▶ _DATA RECORDS_:
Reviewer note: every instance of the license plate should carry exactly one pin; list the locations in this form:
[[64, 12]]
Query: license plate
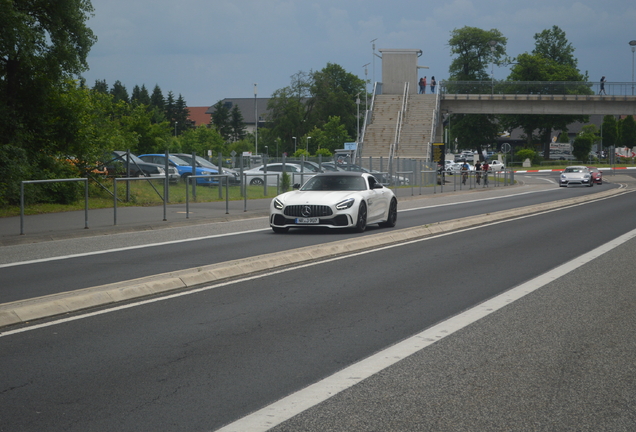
[[307, 220]]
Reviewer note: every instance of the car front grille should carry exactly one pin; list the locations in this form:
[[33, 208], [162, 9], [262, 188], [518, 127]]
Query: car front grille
[[306, 210]]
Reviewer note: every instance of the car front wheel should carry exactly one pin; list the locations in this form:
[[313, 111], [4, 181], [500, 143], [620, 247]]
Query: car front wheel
[[361, 223], [392, 217]]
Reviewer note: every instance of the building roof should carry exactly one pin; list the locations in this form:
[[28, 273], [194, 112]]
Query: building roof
[[198, 116], [246, 106]]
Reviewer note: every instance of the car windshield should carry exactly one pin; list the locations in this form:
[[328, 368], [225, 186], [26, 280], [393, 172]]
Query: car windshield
[[179, 161], [335, 183], [133, 158], [205, 163]]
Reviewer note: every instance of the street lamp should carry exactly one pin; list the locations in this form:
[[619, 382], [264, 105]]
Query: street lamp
[[492, 44], [358, 118], [256, 119], [633, 45]]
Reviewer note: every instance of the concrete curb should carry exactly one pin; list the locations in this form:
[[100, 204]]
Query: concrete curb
[[63, 303]]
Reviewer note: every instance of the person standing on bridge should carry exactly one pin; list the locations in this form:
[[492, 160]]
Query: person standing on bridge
[[602, 86]]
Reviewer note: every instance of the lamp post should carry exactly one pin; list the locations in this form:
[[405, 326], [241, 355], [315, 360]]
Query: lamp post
[[255, 119], [358, 118], [492, 44], [633, 45]]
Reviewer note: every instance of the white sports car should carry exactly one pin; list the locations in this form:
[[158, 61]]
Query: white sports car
[[576, 175], [343, 199]]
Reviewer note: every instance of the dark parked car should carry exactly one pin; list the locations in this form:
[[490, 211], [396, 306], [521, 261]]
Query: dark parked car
[[184, 168], [234, 176], [132, 166]]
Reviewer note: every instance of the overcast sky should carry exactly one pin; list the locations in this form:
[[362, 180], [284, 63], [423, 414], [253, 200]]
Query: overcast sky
[[208, 50]]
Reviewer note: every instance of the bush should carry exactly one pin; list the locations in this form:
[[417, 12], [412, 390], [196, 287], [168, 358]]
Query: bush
[[13, 169], [524, 154]]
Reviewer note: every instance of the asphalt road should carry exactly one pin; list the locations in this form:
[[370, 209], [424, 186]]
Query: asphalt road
[[245, 238], [559, 359]]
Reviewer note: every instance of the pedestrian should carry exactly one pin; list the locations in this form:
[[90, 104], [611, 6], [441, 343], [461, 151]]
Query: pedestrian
[[602, 86]]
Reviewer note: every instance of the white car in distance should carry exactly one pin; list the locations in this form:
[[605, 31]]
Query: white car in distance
[[256, 176]]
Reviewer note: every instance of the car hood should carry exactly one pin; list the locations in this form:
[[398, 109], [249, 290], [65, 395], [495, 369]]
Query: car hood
[[316, 197]]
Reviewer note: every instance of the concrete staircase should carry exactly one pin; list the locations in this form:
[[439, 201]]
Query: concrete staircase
[[416, 126]]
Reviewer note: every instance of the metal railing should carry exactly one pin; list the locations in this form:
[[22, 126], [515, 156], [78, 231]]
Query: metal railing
[[502, 87]]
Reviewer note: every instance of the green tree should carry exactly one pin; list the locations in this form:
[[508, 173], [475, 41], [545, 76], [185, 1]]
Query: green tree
[[551, 61], [101, 86], [41, 44], [201, 139], [627, 136], [609, 131], [237, 124], [221, 120], [583, 142], [474, 53], [333, 93]]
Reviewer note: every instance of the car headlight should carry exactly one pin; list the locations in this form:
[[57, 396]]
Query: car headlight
[[342, 205]]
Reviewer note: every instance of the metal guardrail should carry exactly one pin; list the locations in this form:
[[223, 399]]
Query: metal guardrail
[[227, 191], [503, 87], [115, 180]]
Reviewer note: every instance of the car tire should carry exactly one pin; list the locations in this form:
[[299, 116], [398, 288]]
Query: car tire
[[392, 216], [361, 221]]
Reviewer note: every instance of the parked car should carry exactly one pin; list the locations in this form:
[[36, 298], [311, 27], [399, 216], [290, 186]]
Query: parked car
[[576, 175], [335, 200], [308, 165], [597, 176], [256, 176], [184, 168], [496, 165], [119, 165], [234, 176], [456, 167]]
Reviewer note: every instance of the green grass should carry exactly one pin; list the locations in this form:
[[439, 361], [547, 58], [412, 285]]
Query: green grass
[[141, 194]]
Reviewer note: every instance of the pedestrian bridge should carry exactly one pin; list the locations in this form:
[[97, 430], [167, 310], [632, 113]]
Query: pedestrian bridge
[[534, 97]]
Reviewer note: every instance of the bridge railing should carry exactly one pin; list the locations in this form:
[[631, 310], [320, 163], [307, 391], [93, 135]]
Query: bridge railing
[[537, 87]]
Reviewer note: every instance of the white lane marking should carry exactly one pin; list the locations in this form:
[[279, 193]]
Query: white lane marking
[[286, 408], [479, 200], [275, 272], [100, 252]]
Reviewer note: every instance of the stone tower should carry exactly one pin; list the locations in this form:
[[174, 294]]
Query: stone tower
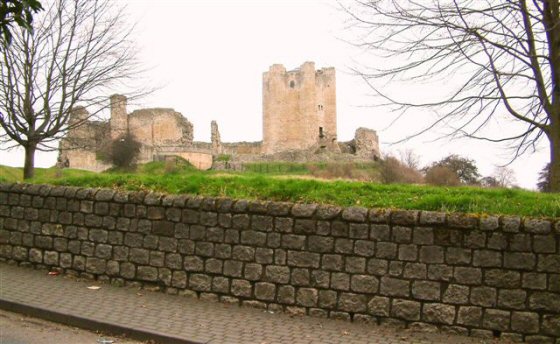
[[299, 109], [119, 118]]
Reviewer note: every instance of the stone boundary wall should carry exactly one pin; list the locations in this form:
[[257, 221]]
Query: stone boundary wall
[[484, 276]]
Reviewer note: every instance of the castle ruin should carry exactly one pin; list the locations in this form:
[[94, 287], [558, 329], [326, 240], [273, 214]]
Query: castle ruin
[[299, 124]]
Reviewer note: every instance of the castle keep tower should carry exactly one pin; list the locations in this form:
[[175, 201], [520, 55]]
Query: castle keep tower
[[119, 118], [299, 109]]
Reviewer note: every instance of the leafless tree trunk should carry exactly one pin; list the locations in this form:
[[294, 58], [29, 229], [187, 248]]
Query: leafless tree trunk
[[76, 52], [497, 59]]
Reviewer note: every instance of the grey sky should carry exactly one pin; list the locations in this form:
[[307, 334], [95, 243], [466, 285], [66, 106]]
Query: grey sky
[[209, 57]]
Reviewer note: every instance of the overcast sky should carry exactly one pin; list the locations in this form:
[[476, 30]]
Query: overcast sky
[[209, 56]]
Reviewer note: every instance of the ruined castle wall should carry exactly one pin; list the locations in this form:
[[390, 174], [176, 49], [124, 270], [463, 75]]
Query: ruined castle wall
[[202, 161], [296, 104], [242, 148], [119, 118], [79, 149], [478, 275], [160, 127]]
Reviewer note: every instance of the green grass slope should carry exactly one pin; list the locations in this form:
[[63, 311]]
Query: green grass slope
[[182, 178]]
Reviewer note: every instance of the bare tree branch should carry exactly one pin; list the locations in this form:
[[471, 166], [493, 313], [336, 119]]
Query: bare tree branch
[[501, 56], [78, 50]]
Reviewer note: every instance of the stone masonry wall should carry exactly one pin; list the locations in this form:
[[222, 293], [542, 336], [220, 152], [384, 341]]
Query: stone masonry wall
[[487, 276]]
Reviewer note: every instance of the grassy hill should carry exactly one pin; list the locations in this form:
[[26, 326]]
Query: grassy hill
[[182, 178]]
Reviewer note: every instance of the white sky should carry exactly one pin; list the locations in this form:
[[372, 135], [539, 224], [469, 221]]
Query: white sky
[[209, 57]]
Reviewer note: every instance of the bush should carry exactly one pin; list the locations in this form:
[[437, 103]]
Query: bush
[[465, 169], [543, 183], [394, 171], [122, 152], [442, 176]]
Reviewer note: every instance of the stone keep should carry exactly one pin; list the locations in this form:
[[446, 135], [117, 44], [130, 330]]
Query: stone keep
[[299, 109]]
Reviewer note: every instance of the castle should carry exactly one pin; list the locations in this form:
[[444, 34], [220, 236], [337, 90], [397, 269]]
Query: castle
[[299, 124]]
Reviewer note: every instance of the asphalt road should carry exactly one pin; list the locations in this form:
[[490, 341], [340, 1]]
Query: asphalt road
[[19, 329]]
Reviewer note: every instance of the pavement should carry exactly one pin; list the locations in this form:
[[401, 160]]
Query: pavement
[[20, 329], [163, 318]]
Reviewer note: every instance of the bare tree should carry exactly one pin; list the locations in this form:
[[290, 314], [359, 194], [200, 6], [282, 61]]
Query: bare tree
[[77, 50], [19, 12], [492, 60]]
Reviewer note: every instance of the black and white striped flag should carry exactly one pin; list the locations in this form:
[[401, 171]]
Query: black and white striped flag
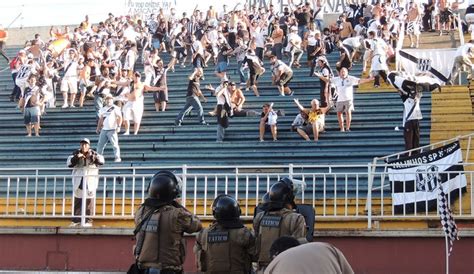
[[415, 179], [447, 221]]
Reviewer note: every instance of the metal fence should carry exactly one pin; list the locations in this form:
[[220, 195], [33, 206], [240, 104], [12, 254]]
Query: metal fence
[[359, 192]]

▶ _BRIEF_:
Copy out the records again word for word, starting at the line that contains "Reviewer note: every instance of the lamp" and ending after the line that contains "[[316, 197]]".

▶ _SOLUTION TO THIS EXERCISE_:
Reviewer note: every instance of the lamp post should carry exactly one pin; list the locations in this form:
[[405, 326], [241, 355], [315, 360]]
Query: lamp post
[[255, 119], [358, 118], [492, 44], [633, 45]]
Reviewer note: every instance of the white sports car should carry exactly one pin; list the locations in this form:
[[158, 61]]
Query: white sports car
[[576, 175], [343, 199]]
Reviewer note: every instance of the dark parked car should carry exactly one pin; list the locations in this form:
[[490, 211], [396, 306], [521, 261]]
Query: dark parked car
[[184, 168], [234, 176], [132, 166]]
Reviewer note: every instance of the overcast sky should carry exactly one pin; list the locations in this form:
[[362, 180], [284, 63], [423, 414], [253, 200]]
Query: overcast sky
[[208, 50]]
Reviewer note: every instance of the bush should carry exactly one pin; list the locations in this form:
[[417, 12], [412, 390], [196, 287], [168, 358]]
Query: bush
[[13, 169], [524, 154]]
Reviewer note: every instance of the asphalt road should carry exactly one pin; list the locations in this form:
[[370, 209], [424, 186]]
Query: asphalt road
[[245, 238], [559, 359]]
Reviewer note: every instance of the pedestrian should carry exactly one pin; list the locations in this form:
[[90, 104], [611, 6], [441, 343], [461, 151]]
Query: pedestrian
[[602, 86]]
Reviewer note: every instance of the white car in distance should carry exactly one pin; list the locations in this form:
[[605, 31]]
Query: white car in distance
[[256, 176]]
Reviewer note: every instance of the car hood should carry exactly one pin; list the locations in this form:
[[398, 109], [249, 290], [65, 395], [495, 369]]
Query: car hood
[[316, 197]]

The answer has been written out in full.